**Brano di testo**
□ □ □
Damasco, è massima allerta dopo la strage

Damasco – E’ massima allerta a Damasco all’indomani del duplice attentato kamikaze costato la vita ad almeno 44 persone. Alcuni residenti parlano di posti di blocco della polizia in ogni angolo della capitale, dove la tensione rimane altissima. Le forze di sicurezza hanno fatto scattare una vera e propria caccia all’uomo per catturare i responsabili della strage, che secondo Damasco è da imputare ai terroristi di al-Qaeda.


“Decine di persone di diverse zone di Damasco sono state fermate dalle forze di sicurezza per sottoporle a un interrogatorio”, ha affermato un attivista nella capitale, citato dall’agenzia d’informazione ‘Dpa’. Alcuni oppositori a Beirut hanno riferito di nuove operazioni in corso contro i dissidenti nelle province di Idlib, nel nord, e Homs, nel centro.


Oggi intanto si sono tenuti i funerali delle vittime. La tv di Stato siriana ha seguito in diretta la cerimonia funebre in corso nella moschea degli Omayyadi della capitale, dove centinaia di persone si sono riunite in preghiera dietro una fila di bare avvolte dalla bandiera siriana. Diverse migliaia di persone erano invece presenti all’esterno della moschea per partecipare alla preghiera funebre.
□ □ □
**Compiti proposti**
- 1) Rispondi alle seguenti domande sull'articolo relativo a Damasco, indicando le risposte con le stesse lettere.
(a) Quante persone, come minimo, ha ucciso il duplice attentato kamikaze?
(b) In quali province gli oppositori a Beirut segnalano nuove operazioni contro i dissidenti?
(c) In quale moschea della capitale si è svolta la cerimonia funebre?
- 2) Trascrivi fedelmente il passo dell'articolo su Damasco compreso tra "Damasco, è massima" e "Homs, nel centro.", estremi inclusi.

**Estratto dei dati**
□ □ □
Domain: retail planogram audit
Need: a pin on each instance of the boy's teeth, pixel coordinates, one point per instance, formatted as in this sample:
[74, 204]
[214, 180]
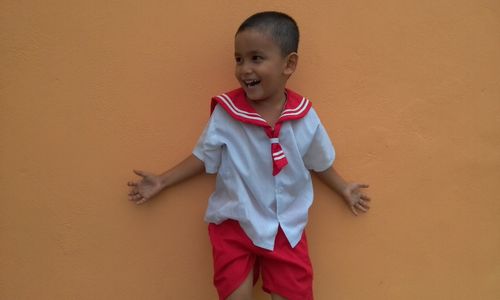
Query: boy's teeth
[252, 82]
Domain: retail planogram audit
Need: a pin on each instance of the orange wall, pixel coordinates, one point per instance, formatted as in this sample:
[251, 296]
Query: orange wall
[408, 90]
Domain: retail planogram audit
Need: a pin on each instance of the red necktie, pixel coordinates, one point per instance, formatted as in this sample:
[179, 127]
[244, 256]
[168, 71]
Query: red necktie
[278, 156]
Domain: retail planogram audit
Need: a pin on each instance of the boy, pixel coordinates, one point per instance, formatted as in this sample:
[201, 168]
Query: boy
[262, 141]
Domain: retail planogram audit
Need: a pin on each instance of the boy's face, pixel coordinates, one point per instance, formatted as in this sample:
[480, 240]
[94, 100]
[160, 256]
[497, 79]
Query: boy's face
[261, 69]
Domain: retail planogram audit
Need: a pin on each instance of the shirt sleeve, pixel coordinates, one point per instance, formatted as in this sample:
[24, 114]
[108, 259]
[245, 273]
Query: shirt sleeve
□ □ □
**Risultati dell'esercizio**
- 1)
(a) Almeno 44 persone.
(b) Nelle province di Idlib, nel nord, e di Homs, nel centro.
(c) Nella moschea degli Omayyadi.

- 2)
Damasco, è massima allerta dopo la strage

Damasco – E’ massima allerta a Damasco all’indomani del duplice attentato kamikaze costato la vita ad almeno 44 persone. Alcuni residenti parlano di posti di blocco della polizia in ogni angolo della capitale, dove la tensione rimane altissima. Le forze di sicurezza hanno fatto scattare una vera e propria caccia all’uomo per catturare i responsabili della strage, che secondo Damasco è da imputare ai terroristi di al-Qaeda.


“Decine di persone di diverse zone di Damasco sono state fermate dalle forze di sicurezza per sottoporle a un interrogatorio”, ha affermato un attivista nella capitale, citato dall’agenzia d’informazione ‘Dpa’. Alcuni oppositori a Beirut hanno riferito di nuove operazioni in corso contro i dissidenti nelle province di Idlib, nel nord, e Homs, nel centro.